* **Ausgangstext**:
----------
Neun Jahre und zehn Monate saß Markus S. dafür in der Jugendhaft. Am 14. Mai 2019 wurde er entlassen, jedoch nur unter strengen Auflagen: Für die Dauer von fünf Jahren muss er eine elektronische Fußfessel tragen, außerdem darf Markus S. keinen Alkohol und keine Drogen konsumieren, da laut Justiz ansonsten „erhöhtes Gewaltpotenzial“ droht.
Seit gestern ist klar: Markus S. muss wieder ins Gefängnis. Denn er hat nicht nur einmal gegen diese Führungsauflagen nach der Haft verstoßen, sondern doppelt. Das Amtsgericht München* verurteilte S. deshalb zu neun Monaten Haft. Er wird aber ziemlich sicher in Berufung gehen.
----------
* **Bereitgestellte Datensätze**:
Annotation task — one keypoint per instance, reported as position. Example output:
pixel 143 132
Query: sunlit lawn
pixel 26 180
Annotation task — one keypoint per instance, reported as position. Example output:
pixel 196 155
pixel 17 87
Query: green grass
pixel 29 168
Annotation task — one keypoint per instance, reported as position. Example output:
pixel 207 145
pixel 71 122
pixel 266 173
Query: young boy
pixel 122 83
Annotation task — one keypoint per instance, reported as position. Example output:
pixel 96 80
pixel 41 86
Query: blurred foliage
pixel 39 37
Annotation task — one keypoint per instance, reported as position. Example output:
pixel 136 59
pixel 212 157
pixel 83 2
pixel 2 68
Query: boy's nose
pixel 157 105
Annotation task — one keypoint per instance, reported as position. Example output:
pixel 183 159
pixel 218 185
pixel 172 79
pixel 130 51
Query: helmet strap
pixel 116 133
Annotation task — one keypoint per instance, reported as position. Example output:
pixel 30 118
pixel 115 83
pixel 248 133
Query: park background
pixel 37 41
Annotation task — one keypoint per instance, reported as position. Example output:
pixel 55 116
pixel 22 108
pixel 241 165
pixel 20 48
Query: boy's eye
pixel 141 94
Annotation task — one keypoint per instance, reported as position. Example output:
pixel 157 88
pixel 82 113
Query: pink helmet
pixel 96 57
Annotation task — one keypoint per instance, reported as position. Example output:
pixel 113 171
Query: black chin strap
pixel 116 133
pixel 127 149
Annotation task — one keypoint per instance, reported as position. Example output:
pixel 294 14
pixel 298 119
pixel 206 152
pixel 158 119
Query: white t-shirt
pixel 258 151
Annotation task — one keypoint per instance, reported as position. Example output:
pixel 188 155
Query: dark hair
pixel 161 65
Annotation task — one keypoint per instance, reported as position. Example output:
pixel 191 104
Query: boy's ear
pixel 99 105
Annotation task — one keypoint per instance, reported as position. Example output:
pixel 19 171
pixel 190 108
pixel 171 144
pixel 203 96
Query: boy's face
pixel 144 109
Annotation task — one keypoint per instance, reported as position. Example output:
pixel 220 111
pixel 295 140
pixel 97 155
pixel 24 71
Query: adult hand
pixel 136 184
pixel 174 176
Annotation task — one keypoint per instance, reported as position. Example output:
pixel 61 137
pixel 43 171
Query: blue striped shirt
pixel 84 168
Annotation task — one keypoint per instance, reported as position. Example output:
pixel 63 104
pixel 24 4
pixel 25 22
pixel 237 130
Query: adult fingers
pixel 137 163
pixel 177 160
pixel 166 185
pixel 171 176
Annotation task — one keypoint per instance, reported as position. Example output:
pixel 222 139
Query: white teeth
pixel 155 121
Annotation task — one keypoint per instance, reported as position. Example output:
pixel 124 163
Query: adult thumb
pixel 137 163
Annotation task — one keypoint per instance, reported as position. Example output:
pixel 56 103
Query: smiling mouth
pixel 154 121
----------
* **Arbeitsaufträge**:
a - Beantworte die folgenden Fragen zum Ausgangstext:
(i) An welchem Tag wurde Markus S. aus der Jugendhaft entlassen?
(ii) Für wie viele Jahre muss er eine elektronische Fußfessel tragen?
(iii) Zu welcher Strafe hat ihn das Amtsgericht verurteilt?
b - Gib aus dem Ausgangstext den Abschnitt von „Seit gestern ist“ bis einschließlich „in Berufung gehen.“ wortgetreu wieder.

* **Antworten je Aufgabe**:
a -
(i) Am 14. Mai 2019.
(ii) Für fünf Jahre.
(iii) Zu neun Monaten Haft.

b -
Seit gestern ist klar: Markus S. muss wieder ins Gefängnis. Denn er hat nicht nur einmal gegen diese Führungsauflagen nach der Haft verstoßen, sondern doppelt. Das Amtsgericht München* verurteilte S. deshalb zu neun Monaten Haft. Er wird aber ziemlich sicher in Berufung gehen.